**Task statement:** Write out every one of the entries below verbatim, line for line, adding nothing and leaving nothing out.

**Data section:**

[Start]

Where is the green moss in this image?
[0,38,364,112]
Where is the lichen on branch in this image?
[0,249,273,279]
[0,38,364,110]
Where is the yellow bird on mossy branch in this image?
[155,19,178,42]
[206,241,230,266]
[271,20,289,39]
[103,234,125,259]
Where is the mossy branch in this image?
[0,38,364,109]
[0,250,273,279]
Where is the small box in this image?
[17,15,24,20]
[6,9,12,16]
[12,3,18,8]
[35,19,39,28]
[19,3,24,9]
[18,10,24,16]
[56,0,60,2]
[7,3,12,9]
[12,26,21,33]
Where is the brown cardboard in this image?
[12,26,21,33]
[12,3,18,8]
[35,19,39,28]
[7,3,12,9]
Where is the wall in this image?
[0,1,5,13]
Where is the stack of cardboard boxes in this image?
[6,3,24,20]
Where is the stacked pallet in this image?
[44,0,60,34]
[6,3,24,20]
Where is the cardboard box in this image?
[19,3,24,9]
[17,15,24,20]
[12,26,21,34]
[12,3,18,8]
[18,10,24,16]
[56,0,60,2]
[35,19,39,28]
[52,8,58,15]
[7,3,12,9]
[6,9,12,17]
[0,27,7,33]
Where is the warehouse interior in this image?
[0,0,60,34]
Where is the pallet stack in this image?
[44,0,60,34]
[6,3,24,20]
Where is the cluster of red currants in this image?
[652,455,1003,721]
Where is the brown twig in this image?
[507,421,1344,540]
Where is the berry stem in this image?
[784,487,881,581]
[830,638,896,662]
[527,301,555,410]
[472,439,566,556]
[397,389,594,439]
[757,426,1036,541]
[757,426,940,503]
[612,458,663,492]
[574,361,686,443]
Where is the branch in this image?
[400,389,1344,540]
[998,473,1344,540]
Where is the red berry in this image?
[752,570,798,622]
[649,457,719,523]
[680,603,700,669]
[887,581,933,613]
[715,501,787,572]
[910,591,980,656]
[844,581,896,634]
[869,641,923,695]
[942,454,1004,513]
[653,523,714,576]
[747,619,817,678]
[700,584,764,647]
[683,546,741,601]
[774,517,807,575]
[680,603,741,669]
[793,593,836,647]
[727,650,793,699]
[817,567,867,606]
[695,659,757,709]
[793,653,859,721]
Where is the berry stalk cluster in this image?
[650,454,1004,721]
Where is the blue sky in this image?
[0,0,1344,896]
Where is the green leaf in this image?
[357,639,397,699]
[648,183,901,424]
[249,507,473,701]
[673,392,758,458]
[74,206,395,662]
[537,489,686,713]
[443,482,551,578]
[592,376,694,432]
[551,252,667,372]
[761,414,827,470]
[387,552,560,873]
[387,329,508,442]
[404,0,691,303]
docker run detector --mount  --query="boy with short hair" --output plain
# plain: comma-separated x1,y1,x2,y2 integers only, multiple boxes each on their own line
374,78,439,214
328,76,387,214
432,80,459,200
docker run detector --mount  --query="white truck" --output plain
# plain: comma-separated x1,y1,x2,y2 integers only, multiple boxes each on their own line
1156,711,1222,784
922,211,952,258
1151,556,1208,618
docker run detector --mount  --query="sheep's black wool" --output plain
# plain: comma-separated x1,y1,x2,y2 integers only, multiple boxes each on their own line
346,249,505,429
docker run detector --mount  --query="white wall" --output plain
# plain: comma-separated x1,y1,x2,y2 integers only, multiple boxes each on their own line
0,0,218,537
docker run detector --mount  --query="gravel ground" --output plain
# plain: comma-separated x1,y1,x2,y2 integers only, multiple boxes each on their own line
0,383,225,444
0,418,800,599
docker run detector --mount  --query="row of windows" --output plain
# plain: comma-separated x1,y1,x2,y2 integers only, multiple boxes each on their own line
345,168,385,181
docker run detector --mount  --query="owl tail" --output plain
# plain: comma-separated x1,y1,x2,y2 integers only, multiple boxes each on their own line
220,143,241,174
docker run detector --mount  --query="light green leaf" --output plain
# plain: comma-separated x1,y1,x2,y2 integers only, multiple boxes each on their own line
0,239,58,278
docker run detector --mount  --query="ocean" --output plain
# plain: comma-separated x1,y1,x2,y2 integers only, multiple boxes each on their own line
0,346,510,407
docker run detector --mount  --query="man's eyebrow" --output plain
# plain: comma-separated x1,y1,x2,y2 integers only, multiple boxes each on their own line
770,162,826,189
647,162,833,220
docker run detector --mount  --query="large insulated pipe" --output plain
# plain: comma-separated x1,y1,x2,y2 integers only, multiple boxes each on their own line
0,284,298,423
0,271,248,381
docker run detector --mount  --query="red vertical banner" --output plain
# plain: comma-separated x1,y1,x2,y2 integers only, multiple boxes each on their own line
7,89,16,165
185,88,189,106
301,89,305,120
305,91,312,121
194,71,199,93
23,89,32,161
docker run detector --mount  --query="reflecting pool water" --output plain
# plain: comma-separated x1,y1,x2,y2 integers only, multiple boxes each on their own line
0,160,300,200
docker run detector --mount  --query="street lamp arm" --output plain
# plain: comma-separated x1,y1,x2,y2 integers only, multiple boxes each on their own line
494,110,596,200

[End]

**Exercise solution:**
Where is the green moss in this image?
[0,38,364,112]
Where is the lichen on branch in this image?
[0,249,273,279]
[0,38,364,110]
Where is the yellow bird on mossy branch in this image?
[155,19,178,42]
[206,241,230,266]
[271,20,289,39]
[103,234,125,259]
Where is the mossy branch in this image?
[0,38,364,109]
[0,250,273,279]
Where is the small box in this image?
[17,15,24,20]
[6,9,12,16]
[12,3,18,8]
[35,19,39,28]
[19,3,24,9]
[18,10,24,16]
[56,0,60,2]
[7,3,12,9]
[12,26,21,33]
Where is the brown cardboard in this image?
[12,26,21,33]
[12,3,18,8]
[35,19,39,28]
[7,3,12,9]
Where is the wall in this image?
[0,1,5,13]
Where is the stack of cardboard boxes in this image?
[6,3,24,20]
Where is the stacked pallet in this image?
[44,0,60,34]
[6,3,24,20]
Where is the cardboard box in this image?
[19,3,24,9]
[17,15,24,20]
[12,26,21,34]
[12,3,18,8]
[18,10,24,16]
[56,0,60,2]
[35,19,39,28]
[52,8,58,15]
[7,3,12,9]
[6,9,12,17]
[0,27,7,33]
Where is the warehouse interior in this image?
[0,0,60,34]
Where is the pallet stack in this image?
[44,0,60,34]
[6,3,24,20]
Where is the cluster of red currants in this image?
[652,455,1003,721]
Where is the brown twig in this image?
[507,421,1344,540]
Where is the berry stem in this image?
[784,487,881,581]
[830,638,896,662]
[527,301,555,410]
[472,439,566,556]
[397,389,594,439]
[757,426,1036,541]
[757,426,940,503]
[612,458,663,492]
[574,361,686,443]
Where is the branch in this image?
[400,389,1344,540]
[998,473,1344,540]
Where is the red berry in this image?
[752,570,798,622]
[649,457,719,523]
[680,603,700,669]
[887,581,933,613]
[715,501,787,572]
[910,591,980,656]
[844,581,896,634]
[869,641,923,695]
[942,454,1004,513]
[653,523,714,576]
[747,619,817,678]
[700,584,764,647]
[683,546,741,601]
[774,517,807,575]
[680,603,741,669]
[793,593,836,647]
[727,650,793,699]
[817,567,867,606]
[695,659,757,709]
[793,653,859,721]
Where is the berry stalk cluster in this image?
[650,454,1004,721]
Where is the blue sky in this image?
[0,0,1344,896]
Where is the green leaf in this image?
[357,639,397,699]
[648,183,901,424]
[249,507,473,701]
[673,392,758,458]
[74,206,395,662]
[537,489,686,713]
[443,482,551,578]
[592,376,694,432]
[551,252,667,372]
[761,414,827,470]
[387,552,560,873]
[387,329,508,442]
[404,0,691,303]
docker run detector --mount  --query="boy with short hair" --output plain
# plain: comma-separated x1,y1,x2,y2 integers only, multiple boxes each on their own line
374,78,439,214
328,76,387,214
432,80,459,200
docker run detector --mount  --query="white truck" --output plain
# plain: comma-separated x1,y1,x2,y2 integers only, multiple boxes each on their own line
1156,711,1222,784
922,211,952,258
1151,556,1208,618
docker run detector --mount  --query="sheep's black wool" --output plain
# plain: comma-separated x1,y1,x2,y2 integers only, multiple boxes each on their own line
346,249,505,429
docker run detector --mount  --query="white wall" --output plain
# plain: comma-separated x1,y1,x2,y2 integers only, multiple boxes each on their own line
0,0,218,537
docker run detector --mount  --query="gravel ground" --output plain
# plain: comma-separated x1,y1,x2,y2 integers only, multiple boxes each on their own line
0,383,225,444
0,418,800,599
docker run detector --mount  --query="row of windows" --output plain
# plain: comma-separated x1,y1,x2,y2 integers only, multiple boxes each on their own line
345,168,385,181
docker run detector --mount  --query="owl tail" --output plain
# plain: comma-separated x1,y1,x2,y2 integers only, multiple boxes each on their own line
220,143,241,174
docker run detector --mount  --query="light green leaf" --output plain
# plain: comma-separated x1,y1,x2,y2 integers only, multiple boxes each on their own line
0,239,58,278
docker run detector --mount  --query="ocean" --output plain
# plain: comma-separated x1,y1,x2,y2 integers only, multiple boxes each on their own line
0,346,510,407
docker run detector --mount  --query="man's eyebrow" --output plain
# plain: comma-separated x1,y1,x2,y2 integers only, multiple boxes each on their own line
770,162,826,189
647,162,833,220
docker run detector --mount  --query="large insulated pipe" --output plain
# plain: comma-separated x1,y1,x2,y2 integers only, multiple boxes each on their own line
0,284,298,423
0,271,248,381
docker run detector --mount  --query="red vertical banner" --output plain
# plain: comma-separated x1,y1,x2,y2 integers only, multiple boxes each on their own line
7,89,16,165
185,88,189,106
301,89,305,120
305,91,312,121
194,71,199,93
23,89,32,161
docker run detector --mount  --query="reflecting pool water" --output plain
# plain: comma-separated x1,y1,x2,y2 integers only, multiple boxes each on their own line
0,160,300,200
docker run detector --mount  --query="street lamp arm" --output plain
# plain: comma-separated x1,y1,x2,y2 integers only, multiple boxes each on their own line
494,110,596,200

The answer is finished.